_Description of the task:_
Your answer must be the records below, reproduced exactly.

(Beginning of Record set)

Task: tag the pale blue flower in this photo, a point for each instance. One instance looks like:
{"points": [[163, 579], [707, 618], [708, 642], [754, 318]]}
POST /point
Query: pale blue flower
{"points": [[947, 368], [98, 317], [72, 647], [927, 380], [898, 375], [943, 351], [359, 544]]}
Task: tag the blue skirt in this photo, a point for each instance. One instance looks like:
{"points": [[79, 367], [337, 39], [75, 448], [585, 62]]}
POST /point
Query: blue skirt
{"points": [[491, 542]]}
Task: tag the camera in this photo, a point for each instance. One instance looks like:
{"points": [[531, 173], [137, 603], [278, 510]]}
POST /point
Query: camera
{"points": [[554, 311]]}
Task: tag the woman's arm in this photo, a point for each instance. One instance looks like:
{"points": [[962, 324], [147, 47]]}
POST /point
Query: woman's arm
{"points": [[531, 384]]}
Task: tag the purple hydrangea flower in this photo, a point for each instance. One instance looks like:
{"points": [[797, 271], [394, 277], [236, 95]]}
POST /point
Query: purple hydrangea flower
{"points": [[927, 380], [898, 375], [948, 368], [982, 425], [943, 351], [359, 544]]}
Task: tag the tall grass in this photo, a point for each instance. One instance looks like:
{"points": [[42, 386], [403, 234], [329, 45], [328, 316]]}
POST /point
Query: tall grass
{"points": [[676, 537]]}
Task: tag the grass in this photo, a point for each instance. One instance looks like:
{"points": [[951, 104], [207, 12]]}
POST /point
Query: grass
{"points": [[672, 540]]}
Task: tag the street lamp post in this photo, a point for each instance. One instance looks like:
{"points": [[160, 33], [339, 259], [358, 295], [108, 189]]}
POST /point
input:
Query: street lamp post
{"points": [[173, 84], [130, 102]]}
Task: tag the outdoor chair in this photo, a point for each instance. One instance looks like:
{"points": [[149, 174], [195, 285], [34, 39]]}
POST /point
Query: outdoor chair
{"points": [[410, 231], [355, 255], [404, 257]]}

(End of Record set)

_Answer area:_
Task: tag the pale blue flower in this photo, a point for each instance. One instance looks like:
{"points": [[163, 579], [707, 618], [708, 642], [754, 318]]}
POST /point
Query: pale blue flower
{"points": [[947, 368], [98, 317], [72, 647], [927, 380], [898, 375], [943, 351], [359, 544]]}
Task: tag the blue skirt in this photo, a point for each instance. One instance looks like:
{"points": [[79, 367], [337, 39], [75, 448], [585, 62]]}
POST /point
Query: blue skirt
{"points": [[491, 542]]}
Task: tag the camera in this photo, a point for each instance. One instance looks like:
{"points": [[531, 173], [137, 603], [278, 510]]}
POST /point
Query: camera
{"points": [[554, 311]]}
Task: tag the woman's arm in this photo, a point for each instance. One instance looks like:
{"points": [[962, 324], [147, 47]]}
POST /point
Query: woman's arm
{"points": [[531, 384]]}
Task: tag the purple hydrangea flower in this photo, a point for each instance. One instance looks like:
{"points": [[797, 271], [394, 277], [236, 95]]}
POST /point
Query: purple hydrangea flower
{"points": [[927, 380], [898, 375], [948, 368], [982, 425], [943, 351], [359, 544]]}
Task: tag the tall grass in this photo, a point for each instance. One instance looks like:
{"points": [[42, 386], [403, 234], [329, 45], [328, 316]]}
POST /point
Query: tall grass
{"points": [[676, 537]]}
Task: tag the grass in this photo, a point for each instance. One instance looks like:
{"points": [[951, 104], [207, 12]]}
POST /point
Query: grass
{"points": [[672, 540]]}
Task: tag the street lamp post in this photo, a point for each instance. One instance looks like:
{"points": [[160, 33], [339, 259], [358, 295], [108, 189]]}
POST /point
input:
Query: street lamp post
{"points": [[173, 84], [130, 102]]}
Task: tag the outdoor chair in this photo, a point for each instance. One instance looks like:
{"points": [[149, 174], [195, 285], [34, 39]]}
POST /point
Query: outdoor chair
{"points": [[410, 231], [355, 255], [404, 257]]}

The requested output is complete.